_Что сделать_
Напишите продолжение отрывка о Юрии Лотмане, начав сразу после его последней фразы.

_Предложенный отрывок_
"""

Конечно, ЮрМих был серьезным академическим ученым <…>. Вместе с тем в его работах чувствуется огромная научная интуиция <…>. Читая его строго доказательные, в меру научно-суховатые труды, видишь и авторское отношение <…>. В книгах о Карамзине и Пушкине он показывает попытки жизнестроительства по принципам «самостоянья человека».
Ярким подтверждением склонности Лотмана жить по подобным принципам выглядят слова одного из его писем, приведенных в публикации Людмилы Зайонц: «Занимаясь даже далекими, казалось бы, от повседневной жизни научными вопросами, мы одновременно <…> общаемся через книги с собою (а тот, кто умеет общаться с собою, всегда сможет найти дорогу к другим; на самом деле общение с собою самое трудное <…>: потому сейчас все жаждут «развлечений» и «отвлечений», и «коммуникабельности», что не умеют и боятся общаться с собой, боятся обнаружить в себе свою пустоту)».
Именно способностью Лотмана к общению «с собою» — или, иначе говоря, к рефлексии — обусловлено то, что подчас в процессе непринужденных бесед-импровизаций ученому удавалось добираться до глубин. Это проявлялось даже в последние годы жизни, когда Лотман был тяжело болен. Вот фрагмент подобной беседы, приведенной Татьяной Кузовкиной в своих дневниковых записях начала 1990-х, — в ней ученый стремится рассмотреть стереоскопически, понять правду самых разных сторон одного из сложнейших исторических конфликтов:
«Достоевский вообще был очень злой человек. Так всегда: чрезмерная любовь к человечеству оборачивается в конце концов ненавистью.
— Вы не любите Достоевского?
— Ну, у него были основания быть таким злым. Как, например, народовольцы охотились за царем.
А ведь Александр II был очень плохой человек. <…> Вот Николай I был человек ограниченный, злой, Александр III — грубый, но оба были честные люди. <…> А Александр II был человеком лживым. <…> Александр II воровал. Он покрывал расхитителей казны и сам оплачивал свои долги за их счет.
— Но народовольцы решили его убить на Липецком съезде.
— <…> Но ведь были виселицы. Перовская, которая действительно очень сильно любила Желябова, просто металась как загнанный зверь (по воспоминаниям Степняк-Кравчинского). И потом они все равно были в проигрыше. Ведь вешали их больше, чем они.
— А вы читали Трифонова “Нетерпение”?
— Да, хороший роман и вообще хороший писатель».

"""

_Записанные данные_
"""

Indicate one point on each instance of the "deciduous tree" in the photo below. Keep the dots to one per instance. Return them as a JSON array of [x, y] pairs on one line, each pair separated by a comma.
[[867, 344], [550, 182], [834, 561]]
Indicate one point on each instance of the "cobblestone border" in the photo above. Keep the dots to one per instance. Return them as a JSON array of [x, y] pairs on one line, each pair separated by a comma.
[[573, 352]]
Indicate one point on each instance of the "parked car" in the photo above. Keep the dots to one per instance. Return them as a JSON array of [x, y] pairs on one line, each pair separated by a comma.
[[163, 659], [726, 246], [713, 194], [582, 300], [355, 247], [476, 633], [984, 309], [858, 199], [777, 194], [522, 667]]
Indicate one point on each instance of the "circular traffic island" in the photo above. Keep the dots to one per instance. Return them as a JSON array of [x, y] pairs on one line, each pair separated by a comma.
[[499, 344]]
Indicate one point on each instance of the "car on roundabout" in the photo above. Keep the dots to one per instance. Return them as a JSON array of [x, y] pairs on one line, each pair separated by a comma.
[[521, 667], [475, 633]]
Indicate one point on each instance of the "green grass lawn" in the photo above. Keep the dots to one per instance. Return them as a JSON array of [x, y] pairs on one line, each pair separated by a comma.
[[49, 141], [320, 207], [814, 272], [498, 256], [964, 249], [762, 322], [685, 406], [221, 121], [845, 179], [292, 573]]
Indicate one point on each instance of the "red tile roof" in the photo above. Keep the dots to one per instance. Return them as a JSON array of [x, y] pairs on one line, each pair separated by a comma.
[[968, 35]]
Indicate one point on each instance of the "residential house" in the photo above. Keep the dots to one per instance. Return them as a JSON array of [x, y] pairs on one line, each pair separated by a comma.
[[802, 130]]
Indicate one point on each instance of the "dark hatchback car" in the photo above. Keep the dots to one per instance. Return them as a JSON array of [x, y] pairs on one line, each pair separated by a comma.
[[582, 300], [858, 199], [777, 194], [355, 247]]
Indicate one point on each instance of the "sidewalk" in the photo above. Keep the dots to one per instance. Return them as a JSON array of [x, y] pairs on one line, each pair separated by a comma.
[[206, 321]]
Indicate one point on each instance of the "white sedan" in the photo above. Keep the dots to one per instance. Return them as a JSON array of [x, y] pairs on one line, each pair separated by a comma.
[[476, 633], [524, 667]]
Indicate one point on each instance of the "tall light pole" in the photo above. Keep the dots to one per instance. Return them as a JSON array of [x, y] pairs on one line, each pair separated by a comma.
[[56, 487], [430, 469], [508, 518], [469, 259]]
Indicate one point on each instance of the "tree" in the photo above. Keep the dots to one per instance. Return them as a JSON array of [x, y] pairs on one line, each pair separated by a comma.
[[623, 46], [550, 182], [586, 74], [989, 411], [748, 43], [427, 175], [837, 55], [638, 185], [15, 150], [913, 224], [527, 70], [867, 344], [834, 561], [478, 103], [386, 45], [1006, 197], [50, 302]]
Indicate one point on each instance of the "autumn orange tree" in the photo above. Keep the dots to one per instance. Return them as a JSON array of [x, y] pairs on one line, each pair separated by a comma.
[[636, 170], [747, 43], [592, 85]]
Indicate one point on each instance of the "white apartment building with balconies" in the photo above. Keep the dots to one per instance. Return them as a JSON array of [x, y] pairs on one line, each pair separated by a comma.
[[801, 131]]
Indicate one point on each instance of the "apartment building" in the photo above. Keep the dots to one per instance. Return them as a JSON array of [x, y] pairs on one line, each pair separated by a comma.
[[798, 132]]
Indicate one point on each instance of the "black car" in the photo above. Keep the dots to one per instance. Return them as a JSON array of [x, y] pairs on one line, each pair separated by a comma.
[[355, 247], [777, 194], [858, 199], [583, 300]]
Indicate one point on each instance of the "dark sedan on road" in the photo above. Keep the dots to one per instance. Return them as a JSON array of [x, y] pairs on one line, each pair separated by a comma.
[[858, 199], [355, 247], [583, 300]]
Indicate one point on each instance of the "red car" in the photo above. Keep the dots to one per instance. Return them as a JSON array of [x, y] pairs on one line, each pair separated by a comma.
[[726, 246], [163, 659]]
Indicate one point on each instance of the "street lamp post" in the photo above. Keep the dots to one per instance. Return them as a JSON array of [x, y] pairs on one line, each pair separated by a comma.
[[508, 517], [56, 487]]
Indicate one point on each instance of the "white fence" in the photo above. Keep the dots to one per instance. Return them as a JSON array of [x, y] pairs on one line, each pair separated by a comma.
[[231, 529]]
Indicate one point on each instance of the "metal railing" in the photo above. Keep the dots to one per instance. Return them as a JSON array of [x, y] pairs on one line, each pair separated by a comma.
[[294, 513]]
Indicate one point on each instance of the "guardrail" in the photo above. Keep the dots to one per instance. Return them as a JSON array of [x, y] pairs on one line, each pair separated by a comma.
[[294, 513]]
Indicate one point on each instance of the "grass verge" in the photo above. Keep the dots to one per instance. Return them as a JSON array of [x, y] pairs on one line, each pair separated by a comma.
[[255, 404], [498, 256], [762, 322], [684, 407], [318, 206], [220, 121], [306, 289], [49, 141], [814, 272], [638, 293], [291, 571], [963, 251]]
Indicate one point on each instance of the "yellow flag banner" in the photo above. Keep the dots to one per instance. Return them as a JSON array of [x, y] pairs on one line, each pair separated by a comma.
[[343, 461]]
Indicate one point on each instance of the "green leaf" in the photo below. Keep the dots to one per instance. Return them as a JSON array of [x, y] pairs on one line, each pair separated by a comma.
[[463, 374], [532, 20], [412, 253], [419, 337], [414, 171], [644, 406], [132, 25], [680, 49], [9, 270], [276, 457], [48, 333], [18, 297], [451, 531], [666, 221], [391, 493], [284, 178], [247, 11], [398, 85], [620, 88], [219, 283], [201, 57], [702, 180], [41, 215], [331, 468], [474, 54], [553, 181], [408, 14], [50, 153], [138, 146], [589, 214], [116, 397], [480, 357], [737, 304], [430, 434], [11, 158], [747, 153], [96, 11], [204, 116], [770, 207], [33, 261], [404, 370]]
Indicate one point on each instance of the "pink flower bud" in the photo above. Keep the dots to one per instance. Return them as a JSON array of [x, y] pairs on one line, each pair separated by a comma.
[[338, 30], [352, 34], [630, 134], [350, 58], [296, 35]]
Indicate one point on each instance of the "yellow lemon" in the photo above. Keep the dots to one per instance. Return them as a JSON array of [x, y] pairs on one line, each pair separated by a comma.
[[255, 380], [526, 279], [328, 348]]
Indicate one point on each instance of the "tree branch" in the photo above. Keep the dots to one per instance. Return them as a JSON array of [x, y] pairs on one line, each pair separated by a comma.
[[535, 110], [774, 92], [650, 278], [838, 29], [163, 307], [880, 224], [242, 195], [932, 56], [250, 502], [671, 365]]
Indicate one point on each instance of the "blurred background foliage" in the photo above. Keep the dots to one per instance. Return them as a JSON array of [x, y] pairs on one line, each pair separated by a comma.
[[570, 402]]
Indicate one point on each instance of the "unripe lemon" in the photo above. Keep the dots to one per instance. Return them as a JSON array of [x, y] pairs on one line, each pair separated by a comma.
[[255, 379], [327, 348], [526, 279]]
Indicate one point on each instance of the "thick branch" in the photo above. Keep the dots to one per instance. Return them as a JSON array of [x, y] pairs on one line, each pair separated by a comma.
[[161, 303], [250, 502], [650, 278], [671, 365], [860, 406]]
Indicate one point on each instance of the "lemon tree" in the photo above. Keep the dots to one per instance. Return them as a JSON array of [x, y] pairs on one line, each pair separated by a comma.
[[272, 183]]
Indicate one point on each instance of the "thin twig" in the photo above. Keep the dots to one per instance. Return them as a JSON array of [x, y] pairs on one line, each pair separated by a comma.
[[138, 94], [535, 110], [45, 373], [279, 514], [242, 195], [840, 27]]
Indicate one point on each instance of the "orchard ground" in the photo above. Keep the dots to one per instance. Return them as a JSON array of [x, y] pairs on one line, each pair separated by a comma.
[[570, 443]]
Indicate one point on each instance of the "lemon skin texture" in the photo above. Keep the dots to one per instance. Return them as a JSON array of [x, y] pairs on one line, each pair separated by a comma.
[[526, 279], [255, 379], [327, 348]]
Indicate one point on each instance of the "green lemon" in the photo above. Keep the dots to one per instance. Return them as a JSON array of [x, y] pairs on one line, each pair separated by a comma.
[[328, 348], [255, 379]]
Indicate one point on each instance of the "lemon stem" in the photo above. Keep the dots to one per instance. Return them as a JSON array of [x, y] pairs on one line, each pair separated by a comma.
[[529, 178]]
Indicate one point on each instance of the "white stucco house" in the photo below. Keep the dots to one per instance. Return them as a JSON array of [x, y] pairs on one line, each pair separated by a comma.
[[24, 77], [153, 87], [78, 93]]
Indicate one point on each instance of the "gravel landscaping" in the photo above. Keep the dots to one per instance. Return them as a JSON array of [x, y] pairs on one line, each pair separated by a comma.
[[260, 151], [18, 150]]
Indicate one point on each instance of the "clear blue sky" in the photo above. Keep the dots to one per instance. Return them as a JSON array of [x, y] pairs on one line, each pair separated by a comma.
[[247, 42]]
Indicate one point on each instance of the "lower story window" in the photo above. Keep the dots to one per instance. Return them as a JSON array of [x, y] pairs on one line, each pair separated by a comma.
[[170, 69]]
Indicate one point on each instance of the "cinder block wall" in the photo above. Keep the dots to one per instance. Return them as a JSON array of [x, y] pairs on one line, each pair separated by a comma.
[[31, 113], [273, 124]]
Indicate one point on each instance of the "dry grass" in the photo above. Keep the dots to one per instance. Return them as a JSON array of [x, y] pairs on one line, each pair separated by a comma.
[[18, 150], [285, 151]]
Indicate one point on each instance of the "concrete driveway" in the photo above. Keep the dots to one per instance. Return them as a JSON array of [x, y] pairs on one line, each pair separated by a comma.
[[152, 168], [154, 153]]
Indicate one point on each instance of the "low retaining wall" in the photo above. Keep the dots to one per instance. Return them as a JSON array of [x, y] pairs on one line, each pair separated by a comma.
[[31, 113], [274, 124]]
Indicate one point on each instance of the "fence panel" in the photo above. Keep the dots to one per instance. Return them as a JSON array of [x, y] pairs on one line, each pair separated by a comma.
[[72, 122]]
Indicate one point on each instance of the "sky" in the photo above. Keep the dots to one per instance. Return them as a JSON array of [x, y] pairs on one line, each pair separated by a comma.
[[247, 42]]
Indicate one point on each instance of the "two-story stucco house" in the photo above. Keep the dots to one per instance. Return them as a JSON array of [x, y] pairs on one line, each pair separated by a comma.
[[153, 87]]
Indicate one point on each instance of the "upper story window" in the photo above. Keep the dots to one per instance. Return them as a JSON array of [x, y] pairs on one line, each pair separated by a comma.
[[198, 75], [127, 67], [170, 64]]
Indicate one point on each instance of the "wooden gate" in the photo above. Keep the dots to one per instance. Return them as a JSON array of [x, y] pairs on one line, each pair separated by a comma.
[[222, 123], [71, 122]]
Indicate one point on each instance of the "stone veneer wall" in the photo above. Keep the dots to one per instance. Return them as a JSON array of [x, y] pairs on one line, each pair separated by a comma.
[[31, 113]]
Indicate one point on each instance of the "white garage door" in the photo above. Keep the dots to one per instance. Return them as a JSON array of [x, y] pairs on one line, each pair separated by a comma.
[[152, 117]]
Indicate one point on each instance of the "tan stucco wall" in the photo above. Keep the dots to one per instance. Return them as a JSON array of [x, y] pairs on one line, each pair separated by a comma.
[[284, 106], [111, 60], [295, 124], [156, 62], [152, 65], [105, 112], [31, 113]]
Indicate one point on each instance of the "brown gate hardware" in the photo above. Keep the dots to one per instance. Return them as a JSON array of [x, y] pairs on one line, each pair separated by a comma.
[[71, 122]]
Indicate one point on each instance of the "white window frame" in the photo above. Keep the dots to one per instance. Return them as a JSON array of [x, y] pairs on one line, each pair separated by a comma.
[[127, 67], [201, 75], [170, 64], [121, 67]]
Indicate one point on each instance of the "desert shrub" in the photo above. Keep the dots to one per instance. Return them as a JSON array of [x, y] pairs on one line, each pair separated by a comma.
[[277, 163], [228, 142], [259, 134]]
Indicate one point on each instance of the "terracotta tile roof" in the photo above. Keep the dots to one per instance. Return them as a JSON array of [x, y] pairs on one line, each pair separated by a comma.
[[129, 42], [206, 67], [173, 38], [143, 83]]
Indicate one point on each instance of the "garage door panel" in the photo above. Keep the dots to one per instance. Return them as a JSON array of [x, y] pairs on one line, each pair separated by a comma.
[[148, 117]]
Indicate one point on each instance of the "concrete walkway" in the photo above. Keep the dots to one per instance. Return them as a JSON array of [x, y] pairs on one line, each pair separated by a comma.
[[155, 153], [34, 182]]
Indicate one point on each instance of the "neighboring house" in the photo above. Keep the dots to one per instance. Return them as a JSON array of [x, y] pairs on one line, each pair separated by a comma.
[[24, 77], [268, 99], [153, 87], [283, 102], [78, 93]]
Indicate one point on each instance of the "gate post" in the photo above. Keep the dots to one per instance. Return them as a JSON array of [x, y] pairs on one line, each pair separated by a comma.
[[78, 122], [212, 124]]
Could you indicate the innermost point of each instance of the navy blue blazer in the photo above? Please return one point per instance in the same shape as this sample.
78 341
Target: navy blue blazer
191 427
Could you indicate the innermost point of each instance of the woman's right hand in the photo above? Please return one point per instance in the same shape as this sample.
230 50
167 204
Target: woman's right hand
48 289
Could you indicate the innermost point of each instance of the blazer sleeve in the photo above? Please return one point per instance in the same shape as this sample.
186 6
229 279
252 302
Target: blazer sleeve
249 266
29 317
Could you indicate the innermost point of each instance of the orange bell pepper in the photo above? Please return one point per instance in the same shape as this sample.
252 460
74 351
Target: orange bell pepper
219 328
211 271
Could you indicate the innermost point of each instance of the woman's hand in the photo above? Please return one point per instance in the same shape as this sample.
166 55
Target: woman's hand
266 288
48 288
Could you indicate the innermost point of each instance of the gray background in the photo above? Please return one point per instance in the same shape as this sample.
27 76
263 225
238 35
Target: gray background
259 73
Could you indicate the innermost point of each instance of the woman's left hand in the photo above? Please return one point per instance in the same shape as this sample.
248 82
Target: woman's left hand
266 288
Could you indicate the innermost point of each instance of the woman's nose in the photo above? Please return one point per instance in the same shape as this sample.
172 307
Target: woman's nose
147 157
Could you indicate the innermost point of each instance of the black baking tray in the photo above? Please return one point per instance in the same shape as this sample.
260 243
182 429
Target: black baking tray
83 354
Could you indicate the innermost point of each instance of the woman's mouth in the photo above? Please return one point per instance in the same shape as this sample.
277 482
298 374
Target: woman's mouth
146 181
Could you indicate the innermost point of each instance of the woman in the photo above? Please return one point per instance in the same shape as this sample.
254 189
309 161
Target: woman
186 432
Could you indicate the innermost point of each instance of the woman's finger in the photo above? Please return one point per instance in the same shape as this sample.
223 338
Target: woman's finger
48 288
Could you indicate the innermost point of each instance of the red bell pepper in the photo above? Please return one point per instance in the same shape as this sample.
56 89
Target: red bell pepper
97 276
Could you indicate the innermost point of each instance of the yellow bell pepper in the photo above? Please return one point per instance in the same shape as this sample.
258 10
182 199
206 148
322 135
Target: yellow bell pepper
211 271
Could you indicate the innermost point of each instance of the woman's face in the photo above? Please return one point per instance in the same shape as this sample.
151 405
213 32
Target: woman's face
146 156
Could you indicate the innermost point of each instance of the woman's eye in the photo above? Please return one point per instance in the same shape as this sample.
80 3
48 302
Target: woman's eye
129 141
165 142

"""

_Ответ_
Заметим, что говорилось это в период, когда многие высоколобые властители дум стремились сбрасывать с парохода современности и Юрия Трифонова, и многие другие значительные фигуры и явления, существовавшие в подцензурном пространстве позднесоветских времен. Но Лотман принципиально не оглядывался на подобные суетливые поветрия.
Эхо суда над Иосифом Бродским. Письмо Геннадия Шмакова Константину Азадовскому (COLTA.RU, 18 января 2022 года).
Как пишет К М. Азадовский в предисловии к публикации, адресованное ему письмо Геннадия Шмакова (1940–1988) интересно тем, что «красноречиво отображает настроения среди той части ленинградской интеллигенции, что остро переживала расправу с поэтом (имеется в виду Иосиф Бродский. — Е.Г.) и открыто ему сочувствовала. <…> Гена неоднократно упоминает о переводческих семинарах при ленинградском Доме писателя <…> они разительно отличались от прочих “литературных объединений” того времени, образуя своего рода “оазисы”, где мы встречались и свободно говорили друг с другом. <…> Особой притягательной силой обладал устный переводческий альманах “Впервые на русском языке”, возникший в начале шестидесятых. В переполненном Белом зале Дома писателя публично читались произведения, еще не прошедшие цензуру, и во всеуслышание произносились полузапрещенные имена (например, писателей-эмигрантов). <…> Инициатором и «душой» альманаха был Е.Г. Эткинд».
Значительную часть письма, датированного 4 апреля 1964 года, составляют (по словам Азадовского, пребывавшего тогда во Львове, на военных сборах) «иносказания и туманные полунамеки». Боль Ахматовой за судьбу Бродского передается Шмаковым с помощью цитат из ахматовских и пастернаковских стихов (выделяем их курсивом): «А<нна> А<ндреевна> <…> все знает, сокрушается, “золотое клеймо неудачи и пять лет разлуки” — доживет ли она?